*Questions to answer:*
**a.** According to the article on Army family readiness groups in South Korea, since what year has the Army required unit commanders to set up and support family readiness groups?
**b.** Copy the passage of the family readiness groups article between "Since last summer, 8th" and "military intelligence troops.", inclusive.

*Selected text:*
************

Lee Kyong-eun, an assistant at the Army’s Area IV chaplain’s office in Taegu, South Korea, places a balloon “crown” on the head of a youngster during a family readiness group rally at Camp Walker in Taegu on March 5. (Oh Dong-keun / U.S. Army)

PYONGTAEK, South Korea — The U.S. Army in South Korea has moved to strengthen its program for supporting family members of South Korea-based troops who may be deployed to Iraq or elsewhere, officials said.

The fresh emphasis on family readiness groups comes only months after the Pentagon called upon the 8th U.S. Army in South Korea to send troops to Iraq. And 8th Army also wants to lay the groundwork for supporting what is scheduled to be a growing number of families serving in South Korea in coming years.

Since last summer, 8th Army has sent to Iraq a brigade combat team from its 2nd Infantry Division, as well as helicopter maintenance troops, military police and military intelligence troops.

It is moving ahead with plans for the gradual consolidation of its forces into two regional hubs, a plan that foresees many more military families accompanying servicemembers.

Typically, family readiness groups are networks of military spouses who look to provide emotional support, information and other forms of help to ease the stresses of deployments or relocations. When functioning properly, they’re kept closely tied in with the military unit through the unit’s leaders and, often, through a unit member assigned as a liaison to the group.

The Army since 1999 has mandated that unit commanders set up and support family readiness groups, and they’re not new to the Army in South Korea.

The Army held family readiness group rallies March 5 at key points in South Korea to highlight the role of the groups and foster fresh interest in ensuring that each group is properly informed, organized and functioning. The rallies were at Yongsan Garrison in Seoul, Camp Humphreys in Pyongtaek, and Camp Walker in Taegu.

************

*Provided information:*
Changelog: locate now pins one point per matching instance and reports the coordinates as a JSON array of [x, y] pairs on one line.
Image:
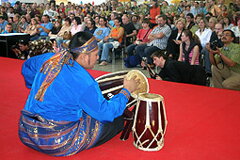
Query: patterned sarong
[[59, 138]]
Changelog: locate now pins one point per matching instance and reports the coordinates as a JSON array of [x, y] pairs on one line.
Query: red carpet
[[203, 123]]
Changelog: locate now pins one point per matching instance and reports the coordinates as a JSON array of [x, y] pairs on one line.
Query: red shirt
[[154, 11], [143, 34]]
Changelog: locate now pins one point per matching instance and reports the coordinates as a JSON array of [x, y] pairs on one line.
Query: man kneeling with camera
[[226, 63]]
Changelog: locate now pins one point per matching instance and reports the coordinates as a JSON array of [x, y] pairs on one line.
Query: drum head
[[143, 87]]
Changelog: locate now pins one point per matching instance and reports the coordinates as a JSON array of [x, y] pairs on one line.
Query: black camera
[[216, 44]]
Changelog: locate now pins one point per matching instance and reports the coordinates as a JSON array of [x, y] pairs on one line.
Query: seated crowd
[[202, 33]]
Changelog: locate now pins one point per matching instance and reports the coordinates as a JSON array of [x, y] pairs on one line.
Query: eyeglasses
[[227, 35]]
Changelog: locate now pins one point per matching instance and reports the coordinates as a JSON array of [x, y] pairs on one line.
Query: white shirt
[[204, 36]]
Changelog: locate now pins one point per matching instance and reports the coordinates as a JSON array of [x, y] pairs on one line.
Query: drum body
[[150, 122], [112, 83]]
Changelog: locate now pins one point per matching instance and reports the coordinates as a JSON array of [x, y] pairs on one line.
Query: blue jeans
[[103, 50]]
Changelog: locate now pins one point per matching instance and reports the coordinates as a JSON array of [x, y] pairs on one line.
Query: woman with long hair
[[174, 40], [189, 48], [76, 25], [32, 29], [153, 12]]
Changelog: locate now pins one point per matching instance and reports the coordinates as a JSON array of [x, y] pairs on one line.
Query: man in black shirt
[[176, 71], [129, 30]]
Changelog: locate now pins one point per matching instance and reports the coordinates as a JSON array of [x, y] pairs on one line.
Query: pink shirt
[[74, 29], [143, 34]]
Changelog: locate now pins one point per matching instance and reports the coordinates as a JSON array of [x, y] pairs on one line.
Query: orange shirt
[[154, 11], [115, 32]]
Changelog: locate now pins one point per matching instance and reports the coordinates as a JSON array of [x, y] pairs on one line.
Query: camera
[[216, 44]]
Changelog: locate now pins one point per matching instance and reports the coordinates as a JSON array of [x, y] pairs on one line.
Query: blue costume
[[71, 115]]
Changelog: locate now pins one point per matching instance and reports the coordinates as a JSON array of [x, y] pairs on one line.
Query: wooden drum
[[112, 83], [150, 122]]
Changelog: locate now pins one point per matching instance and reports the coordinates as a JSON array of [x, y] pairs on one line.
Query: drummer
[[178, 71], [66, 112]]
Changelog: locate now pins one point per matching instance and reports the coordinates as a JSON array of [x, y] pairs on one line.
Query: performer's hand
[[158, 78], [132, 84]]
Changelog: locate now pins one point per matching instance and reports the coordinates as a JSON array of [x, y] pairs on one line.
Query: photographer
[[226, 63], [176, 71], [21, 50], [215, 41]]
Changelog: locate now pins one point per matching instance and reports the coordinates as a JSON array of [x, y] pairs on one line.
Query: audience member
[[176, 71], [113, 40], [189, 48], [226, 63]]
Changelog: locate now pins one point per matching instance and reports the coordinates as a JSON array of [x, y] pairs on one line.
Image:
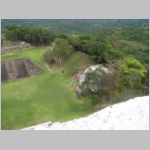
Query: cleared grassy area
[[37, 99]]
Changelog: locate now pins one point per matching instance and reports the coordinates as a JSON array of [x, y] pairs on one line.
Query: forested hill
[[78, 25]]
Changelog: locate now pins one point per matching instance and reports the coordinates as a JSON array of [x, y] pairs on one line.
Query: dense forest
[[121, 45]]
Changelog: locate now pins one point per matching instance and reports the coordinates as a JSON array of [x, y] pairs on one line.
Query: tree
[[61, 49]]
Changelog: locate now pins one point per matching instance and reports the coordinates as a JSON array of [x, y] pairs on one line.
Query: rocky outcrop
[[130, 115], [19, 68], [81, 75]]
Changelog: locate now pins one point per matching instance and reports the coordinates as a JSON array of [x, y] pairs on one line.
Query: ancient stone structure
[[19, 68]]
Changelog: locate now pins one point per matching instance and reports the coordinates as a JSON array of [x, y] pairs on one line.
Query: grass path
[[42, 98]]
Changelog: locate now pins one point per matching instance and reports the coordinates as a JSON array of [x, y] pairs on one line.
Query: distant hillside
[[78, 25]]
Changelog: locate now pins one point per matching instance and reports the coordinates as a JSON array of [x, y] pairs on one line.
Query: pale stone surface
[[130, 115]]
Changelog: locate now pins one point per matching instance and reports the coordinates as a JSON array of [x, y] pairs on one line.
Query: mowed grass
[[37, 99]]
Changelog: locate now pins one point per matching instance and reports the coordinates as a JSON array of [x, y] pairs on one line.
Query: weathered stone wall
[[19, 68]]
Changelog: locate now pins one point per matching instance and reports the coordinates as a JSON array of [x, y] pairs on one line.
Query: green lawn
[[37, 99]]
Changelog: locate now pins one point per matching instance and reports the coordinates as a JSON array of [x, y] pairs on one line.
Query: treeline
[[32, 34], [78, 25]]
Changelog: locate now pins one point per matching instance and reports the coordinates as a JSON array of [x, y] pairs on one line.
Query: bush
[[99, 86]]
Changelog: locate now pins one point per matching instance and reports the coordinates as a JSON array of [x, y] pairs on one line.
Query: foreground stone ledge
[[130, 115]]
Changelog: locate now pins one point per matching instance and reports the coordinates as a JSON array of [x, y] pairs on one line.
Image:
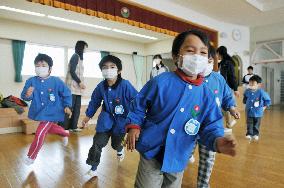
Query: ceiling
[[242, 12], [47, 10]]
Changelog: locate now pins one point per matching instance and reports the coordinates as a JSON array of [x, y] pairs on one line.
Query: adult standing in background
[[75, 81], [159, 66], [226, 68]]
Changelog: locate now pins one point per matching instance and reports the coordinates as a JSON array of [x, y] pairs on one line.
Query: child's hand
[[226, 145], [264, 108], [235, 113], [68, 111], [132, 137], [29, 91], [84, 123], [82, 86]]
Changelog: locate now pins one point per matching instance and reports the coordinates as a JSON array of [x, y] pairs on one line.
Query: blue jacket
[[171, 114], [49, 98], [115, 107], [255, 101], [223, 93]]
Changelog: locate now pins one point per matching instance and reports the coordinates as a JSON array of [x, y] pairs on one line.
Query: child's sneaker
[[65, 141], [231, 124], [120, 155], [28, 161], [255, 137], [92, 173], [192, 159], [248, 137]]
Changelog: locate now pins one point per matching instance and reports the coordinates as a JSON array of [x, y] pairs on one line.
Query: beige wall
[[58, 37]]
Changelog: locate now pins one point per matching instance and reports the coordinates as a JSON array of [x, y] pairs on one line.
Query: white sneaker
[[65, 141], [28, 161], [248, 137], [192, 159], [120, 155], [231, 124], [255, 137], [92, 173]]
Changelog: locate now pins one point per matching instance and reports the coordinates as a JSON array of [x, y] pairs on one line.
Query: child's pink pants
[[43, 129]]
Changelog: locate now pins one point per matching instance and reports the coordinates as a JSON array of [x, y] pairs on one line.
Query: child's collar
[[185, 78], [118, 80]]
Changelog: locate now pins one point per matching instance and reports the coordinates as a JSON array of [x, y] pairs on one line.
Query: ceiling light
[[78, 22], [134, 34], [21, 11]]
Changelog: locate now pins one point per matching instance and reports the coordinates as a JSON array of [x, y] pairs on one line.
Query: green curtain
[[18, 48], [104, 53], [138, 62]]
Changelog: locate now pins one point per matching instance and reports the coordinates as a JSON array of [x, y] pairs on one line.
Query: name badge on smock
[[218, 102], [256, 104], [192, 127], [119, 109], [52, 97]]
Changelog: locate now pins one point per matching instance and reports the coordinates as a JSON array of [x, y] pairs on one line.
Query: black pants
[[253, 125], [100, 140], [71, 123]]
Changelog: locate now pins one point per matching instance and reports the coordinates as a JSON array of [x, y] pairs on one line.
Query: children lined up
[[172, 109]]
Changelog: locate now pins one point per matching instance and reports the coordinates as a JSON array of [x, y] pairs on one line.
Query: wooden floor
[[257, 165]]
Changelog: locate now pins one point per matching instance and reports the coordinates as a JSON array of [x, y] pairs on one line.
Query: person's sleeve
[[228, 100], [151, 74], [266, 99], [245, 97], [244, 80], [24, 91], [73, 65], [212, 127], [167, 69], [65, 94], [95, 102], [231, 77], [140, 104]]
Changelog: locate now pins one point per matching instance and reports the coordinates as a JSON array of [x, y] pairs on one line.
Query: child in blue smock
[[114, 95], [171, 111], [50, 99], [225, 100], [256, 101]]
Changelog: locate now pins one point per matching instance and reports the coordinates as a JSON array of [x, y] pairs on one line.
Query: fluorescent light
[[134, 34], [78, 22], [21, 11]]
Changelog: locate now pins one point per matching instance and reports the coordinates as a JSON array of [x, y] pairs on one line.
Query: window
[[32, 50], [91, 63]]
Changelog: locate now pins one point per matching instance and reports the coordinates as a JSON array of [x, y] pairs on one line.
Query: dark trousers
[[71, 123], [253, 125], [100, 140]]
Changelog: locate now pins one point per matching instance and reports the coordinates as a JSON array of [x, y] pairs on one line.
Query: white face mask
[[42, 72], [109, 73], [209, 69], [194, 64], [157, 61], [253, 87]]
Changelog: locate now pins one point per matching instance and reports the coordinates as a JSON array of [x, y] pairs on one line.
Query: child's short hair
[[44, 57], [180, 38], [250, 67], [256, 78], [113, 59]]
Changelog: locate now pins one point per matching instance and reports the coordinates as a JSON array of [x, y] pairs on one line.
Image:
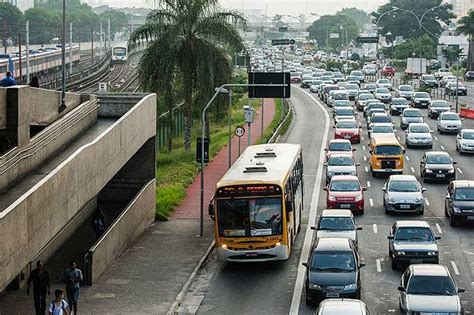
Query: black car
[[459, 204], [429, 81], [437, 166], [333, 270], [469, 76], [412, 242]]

************

*Solutions to the exercise:*
**a.** Since 1999.

**b.**
Since last summer, 8th Army has sent to Iraq a brigade combat team from its 2nd Infantry Division, as well as helicopter maintenance troops, military police and military intelligence troops.